* **Your instructions**
Please copy the stretch of the passage on decoherence from "The paradox comes" through "computation could occur.", word for word.

* **Passage given**
····················

The paradox comes in when we consider that if there is a fact to the outcome of the reference frame of the particles on the inside, then from the inside, there would be no interference effects, and thus the quantum computation could not occur, while there would indeed be interference effects from the point of view on the outside and quantum computation could occur.

Decoherence Preserves Reality

Whenever we observe something, we typically don’t include ourselves in what we say we saw. We don’t say, “I saw a tree and myself.” You can’t typically see yourself except in a mirror, and you usually are not in front of a mirror. When we describe things, we typically only talk about what we see and leave ourselves out. “I saw a tree.” This is the first-person point of view.

In the paradox with Alice, Bob, and the photons, Alice’s point of view on the photons is from the first-person. Alice observes the photons. When Bob considers what Alice will tell him if he asks about her measurements, he is considering the system from a third-person perspective. He would be a third-party to both Alice and the photons, contemplating them from the outside. He knows ,from the outside, that Alice interacted with the photons and assigns probabilities to both Alice and the photons.

The term “interaction” has third-person connotations. From the first-person, Alice’s interaction with the photons is an observation. When we observe something, we are just speaking about interacting with it from the first-person. When we are in the third-person, we can describe two systems we are observing from the outside as an interaction. Alice interacted with the photons from Bob’s perspective, Alice observed the photons from her perspective. Really, the two words ultimately mean the same thing, but only a switch in perspective is involved.

This is important to keep in mind: to observe something is to interact with it as described from a first-person perspective, and to interact with something is to observe it as described from a third-person perspective by an outside observer. What the interference paradox shows is a seeming contradiction between a system when described from the first-person and when described from the third-person. You seem to get different answers as to whether or not there can be interference effects depending on the reference frame you choose when describing the same system.

····················

(Excerpts from a pointing dataset)
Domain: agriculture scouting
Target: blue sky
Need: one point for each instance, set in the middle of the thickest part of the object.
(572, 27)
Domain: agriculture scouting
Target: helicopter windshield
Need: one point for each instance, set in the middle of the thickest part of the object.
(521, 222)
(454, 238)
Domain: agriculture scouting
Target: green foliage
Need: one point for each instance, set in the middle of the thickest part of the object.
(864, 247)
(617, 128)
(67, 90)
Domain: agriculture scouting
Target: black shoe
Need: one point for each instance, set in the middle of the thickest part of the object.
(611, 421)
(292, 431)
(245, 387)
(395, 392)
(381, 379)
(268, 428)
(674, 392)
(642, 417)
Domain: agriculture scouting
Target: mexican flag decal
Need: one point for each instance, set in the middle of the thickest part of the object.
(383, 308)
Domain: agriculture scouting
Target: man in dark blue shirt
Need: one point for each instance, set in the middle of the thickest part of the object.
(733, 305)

····················

* **Exercise answer**
The paradox comes in when we consider that if there is a fact to the outcome of the reference frame of the particles on the inside, then from the inside, there would be no interference effects, and thus the quantum computation could not occur, while there would indeed be interference effects from the point of view on the outside and quantum computation could occur.